:: TAREFAS A REALIZAR ::
(1) Indique se cada uma das afirmações seguintes está de acordo com o texto sobre a pobreza extrema. Responda sim ou não e cite as palavras decisivas do texto. (a) A pobreza extrema é definida como a situação das famílias que vivem com menos de dois dólares por dia. (b) Nos Estados Unidos, o número de famílias em pobreza extrema triplicou entre 1996 e 2011. (c) Em 2010, o congolês médio dispôs de 347 dólares.
(2) Retome o texto sobre a pobreza extrema a partir da última frase apresentada.

:: TEXTO DE ORIGEM ::
* * * * * * *
Folheei. No interior, uma manchete afirmava que o número de
famílias em estado de pobreza extrema tinha duplicado nos Estados Unidos, entre
1996 e 2011. Pobreza extrema refere-se aqui a famílias que vivem com menos de
dois dólares por dia. Euro e meio. Duas bicas. Um jornal incompleto. Quinze
minutos de cinema. São 1,46 milhões de famílias nesta situação ou seja à volta
de cinco milhões de pessoas.
Por cabeça, menos de um dólar. Ora no país teoricamente mais
pobre do mundo, a República Democrática do Congo, o congolês médio teve que se
aguentar em 2010 com 347 dólares, mesmo assim quase um por dia. Melhor do que
estes americanos pobres ou pobres americanos, não sei bem. Na Eritreia, na
secura do Corno de África e apesar de uma guerrilha permanente, já fazem figura
de remediados com o dobro diário. E no Lesoto, a aproximar os cinco dólares por
dia, são comparativamente uns nababos.
* * * * * * *
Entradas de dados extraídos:
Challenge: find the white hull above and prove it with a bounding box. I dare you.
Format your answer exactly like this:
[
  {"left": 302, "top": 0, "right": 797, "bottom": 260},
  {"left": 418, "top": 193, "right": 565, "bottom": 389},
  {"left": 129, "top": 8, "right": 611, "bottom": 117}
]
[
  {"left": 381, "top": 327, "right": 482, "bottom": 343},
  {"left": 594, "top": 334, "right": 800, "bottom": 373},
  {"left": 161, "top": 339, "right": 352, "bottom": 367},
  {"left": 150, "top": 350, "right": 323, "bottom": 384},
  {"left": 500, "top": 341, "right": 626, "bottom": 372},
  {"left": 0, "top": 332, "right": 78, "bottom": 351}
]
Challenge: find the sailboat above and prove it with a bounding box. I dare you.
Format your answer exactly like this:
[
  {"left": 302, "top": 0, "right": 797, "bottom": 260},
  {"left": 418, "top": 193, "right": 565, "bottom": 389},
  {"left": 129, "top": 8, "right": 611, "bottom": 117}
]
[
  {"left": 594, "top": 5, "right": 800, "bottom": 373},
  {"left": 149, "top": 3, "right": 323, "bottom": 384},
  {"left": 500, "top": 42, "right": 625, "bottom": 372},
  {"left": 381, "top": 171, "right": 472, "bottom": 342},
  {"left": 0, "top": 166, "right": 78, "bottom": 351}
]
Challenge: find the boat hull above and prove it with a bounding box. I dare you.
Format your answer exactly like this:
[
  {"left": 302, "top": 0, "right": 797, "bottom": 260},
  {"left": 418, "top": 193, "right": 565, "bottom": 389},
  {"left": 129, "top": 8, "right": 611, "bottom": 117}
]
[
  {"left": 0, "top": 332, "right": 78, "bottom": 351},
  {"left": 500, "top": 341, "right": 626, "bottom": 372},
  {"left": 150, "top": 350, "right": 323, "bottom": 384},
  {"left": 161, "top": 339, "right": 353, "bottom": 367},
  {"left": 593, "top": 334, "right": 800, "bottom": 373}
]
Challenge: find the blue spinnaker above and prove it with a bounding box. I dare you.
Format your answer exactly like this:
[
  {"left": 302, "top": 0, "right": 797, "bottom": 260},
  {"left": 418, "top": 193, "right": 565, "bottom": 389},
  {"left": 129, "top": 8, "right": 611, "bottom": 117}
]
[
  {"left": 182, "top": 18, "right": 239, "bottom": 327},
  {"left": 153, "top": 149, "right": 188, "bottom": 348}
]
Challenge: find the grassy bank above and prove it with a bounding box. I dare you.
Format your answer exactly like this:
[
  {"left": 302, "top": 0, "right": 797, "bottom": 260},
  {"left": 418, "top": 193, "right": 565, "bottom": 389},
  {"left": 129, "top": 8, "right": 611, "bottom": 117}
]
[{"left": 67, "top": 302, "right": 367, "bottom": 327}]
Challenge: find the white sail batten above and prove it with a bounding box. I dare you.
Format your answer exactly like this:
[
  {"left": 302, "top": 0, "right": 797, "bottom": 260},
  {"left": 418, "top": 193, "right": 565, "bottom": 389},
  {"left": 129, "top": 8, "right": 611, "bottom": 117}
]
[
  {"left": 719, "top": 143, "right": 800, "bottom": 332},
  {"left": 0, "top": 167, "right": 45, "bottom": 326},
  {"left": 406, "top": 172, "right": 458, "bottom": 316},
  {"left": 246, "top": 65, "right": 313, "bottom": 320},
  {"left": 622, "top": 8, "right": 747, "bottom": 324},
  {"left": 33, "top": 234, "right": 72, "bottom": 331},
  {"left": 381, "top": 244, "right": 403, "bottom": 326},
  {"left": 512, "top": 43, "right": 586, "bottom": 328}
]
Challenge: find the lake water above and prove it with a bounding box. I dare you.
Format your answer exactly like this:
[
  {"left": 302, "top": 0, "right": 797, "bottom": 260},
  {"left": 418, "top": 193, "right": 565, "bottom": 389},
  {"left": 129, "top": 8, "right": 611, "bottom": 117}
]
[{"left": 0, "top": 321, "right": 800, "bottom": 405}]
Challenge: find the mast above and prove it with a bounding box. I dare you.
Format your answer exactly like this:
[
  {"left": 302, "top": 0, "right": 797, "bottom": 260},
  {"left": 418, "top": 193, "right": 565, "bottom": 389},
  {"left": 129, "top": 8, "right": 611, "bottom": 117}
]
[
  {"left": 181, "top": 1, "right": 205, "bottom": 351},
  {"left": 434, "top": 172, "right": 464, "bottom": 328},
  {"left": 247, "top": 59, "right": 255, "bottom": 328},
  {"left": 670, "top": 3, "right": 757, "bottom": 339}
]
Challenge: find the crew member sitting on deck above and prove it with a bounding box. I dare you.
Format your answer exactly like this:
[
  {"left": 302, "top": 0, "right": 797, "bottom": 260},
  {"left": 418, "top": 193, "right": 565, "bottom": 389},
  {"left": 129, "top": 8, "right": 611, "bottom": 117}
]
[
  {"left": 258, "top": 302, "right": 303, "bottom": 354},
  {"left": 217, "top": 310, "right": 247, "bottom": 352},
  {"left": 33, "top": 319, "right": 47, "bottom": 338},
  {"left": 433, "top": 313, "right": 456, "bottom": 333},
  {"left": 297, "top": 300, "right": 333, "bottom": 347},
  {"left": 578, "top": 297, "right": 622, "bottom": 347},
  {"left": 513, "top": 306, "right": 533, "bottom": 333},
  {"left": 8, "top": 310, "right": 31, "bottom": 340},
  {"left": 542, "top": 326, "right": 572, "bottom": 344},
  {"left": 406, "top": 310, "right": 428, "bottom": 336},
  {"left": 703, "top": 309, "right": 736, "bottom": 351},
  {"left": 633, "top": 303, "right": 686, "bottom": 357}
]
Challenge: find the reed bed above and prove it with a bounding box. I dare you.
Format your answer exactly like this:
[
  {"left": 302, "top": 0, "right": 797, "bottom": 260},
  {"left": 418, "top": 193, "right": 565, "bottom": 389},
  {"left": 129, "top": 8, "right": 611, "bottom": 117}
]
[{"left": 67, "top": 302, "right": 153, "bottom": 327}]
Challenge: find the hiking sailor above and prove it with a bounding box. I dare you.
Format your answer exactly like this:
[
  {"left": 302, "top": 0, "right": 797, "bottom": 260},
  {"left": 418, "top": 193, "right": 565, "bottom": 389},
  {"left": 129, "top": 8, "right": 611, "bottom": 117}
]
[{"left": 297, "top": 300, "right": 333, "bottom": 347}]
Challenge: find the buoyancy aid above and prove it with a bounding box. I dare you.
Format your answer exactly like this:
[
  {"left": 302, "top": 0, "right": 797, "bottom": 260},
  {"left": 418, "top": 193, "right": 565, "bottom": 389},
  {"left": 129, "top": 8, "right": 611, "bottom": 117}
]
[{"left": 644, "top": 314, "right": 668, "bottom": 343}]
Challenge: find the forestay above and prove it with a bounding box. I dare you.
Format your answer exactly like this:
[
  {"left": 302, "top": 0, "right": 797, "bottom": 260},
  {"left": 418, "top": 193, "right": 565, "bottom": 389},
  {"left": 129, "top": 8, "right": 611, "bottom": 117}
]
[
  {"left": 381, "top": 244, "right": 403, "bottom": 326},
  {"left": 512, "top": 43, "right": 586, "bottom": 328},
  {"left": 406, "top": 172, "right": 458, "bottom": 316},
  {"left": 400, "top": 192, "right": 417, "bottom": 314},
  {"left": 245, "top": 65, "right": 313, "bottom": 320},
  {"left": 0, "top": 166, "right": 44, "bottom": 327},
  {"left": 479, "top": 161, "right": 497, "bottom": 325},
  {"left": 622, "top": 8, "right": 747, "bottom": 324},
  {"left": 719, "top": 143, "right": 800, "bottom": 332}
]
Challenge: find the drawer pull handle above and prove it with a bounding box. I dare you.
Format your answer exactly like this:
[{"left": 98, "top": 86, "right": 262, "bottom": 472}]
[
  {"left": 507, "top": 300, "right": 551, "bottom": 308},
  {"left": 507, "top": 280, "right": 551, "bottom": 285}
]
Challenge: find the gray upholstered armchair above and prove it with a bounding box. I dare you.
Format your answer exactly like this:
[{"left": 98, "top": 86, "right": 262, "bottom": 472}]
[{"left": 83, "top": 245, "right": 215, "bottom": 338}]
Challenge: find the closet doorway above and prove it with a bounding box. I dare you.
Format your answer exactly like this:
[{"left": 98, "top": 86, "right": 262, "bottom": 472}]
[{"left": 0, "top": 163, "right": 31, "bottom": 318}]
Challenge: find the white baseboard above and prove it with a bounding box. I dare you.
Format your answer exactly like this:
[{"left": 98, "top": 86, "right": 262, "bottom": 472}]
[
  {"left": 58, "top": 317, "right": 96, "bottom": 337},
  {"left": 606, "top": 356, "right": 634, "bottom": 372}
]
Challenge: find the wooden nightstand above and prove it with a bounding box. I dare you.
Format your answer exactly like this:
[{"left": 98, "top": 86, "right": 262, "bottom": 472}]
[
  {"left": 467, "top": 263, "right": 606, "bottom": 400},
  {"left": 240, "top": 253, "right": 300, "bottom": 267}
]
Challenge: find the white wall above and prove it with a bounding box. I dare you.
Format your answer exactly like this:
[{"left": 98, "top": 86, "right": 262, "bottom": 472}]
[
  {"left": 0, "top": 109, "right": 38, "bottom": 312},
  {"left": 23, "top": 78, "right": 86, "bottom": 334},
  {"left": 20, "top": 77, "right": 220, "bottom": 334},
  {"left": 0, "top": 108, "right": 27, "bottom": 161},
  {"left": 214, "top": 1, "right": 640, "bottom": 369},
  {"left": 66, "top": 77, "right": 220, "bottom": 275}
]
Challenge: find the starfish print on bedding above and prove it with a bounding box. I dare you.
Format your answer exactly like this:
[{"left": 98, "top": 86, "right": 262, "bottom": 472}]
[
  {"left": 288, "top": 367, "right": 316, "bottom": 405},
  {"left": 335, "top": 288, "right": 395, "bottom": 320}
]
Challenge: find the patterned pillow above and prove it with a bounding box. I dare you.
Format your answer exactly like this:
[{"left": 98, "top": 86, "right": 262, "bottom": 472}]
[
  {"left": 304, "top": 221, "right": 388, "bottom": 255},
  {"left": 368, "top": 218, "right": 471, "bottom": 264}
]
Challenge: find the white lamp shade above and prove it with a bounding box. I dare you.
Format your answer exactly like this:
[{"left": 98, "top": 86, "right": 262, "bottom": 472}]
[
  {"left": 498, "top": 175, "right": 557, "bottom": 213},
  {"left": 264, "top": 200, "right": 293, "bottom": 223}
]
* * * * * * *
:: RESPOSTAS POR TAREFA ::
(1)
(a) Sim: «famílias que vivem com menos de dois dólares por dia».
(b) Não: «tinha duplicado nos Estados Unidos».
(c) Sim: «o congolês médio teve que se aguentar em 2010 com 347 dólares».

(2)
É verdade que cinco milhões de pessoas representam apenas um
por cento da população americana, mas é muita gente e muito indigente. É como
se num cantinho da América, nos Apalaches ou nos Grandes Lagos, houvesse um
Togo ou um Ruanda, só que mais miserável. E a maior pobreza talvez seja a
naturalidade com que estas desgraças se aceitam: na mesma notícia um Robert
Rector, abanando o título de “senior research fellow” da Heritage Foundation,
um grupo de reflexão(?) conservador, tentava compor a vergonha e a ideologia invocando
as ajudas públicas aos pobres, que os devolveriam a um conforto quiçá excessivo.
Este “fellow” permitiu-se todavia ir mais longe e tirar a conclusão muito
científica de que à vista desarmada estas famílias não parecem passar as
privações que os números sugerem. Uso aqui a palavra “números” enquanto plural
majestático, porque entre zero e um dólar por dia é tudo número sem esse.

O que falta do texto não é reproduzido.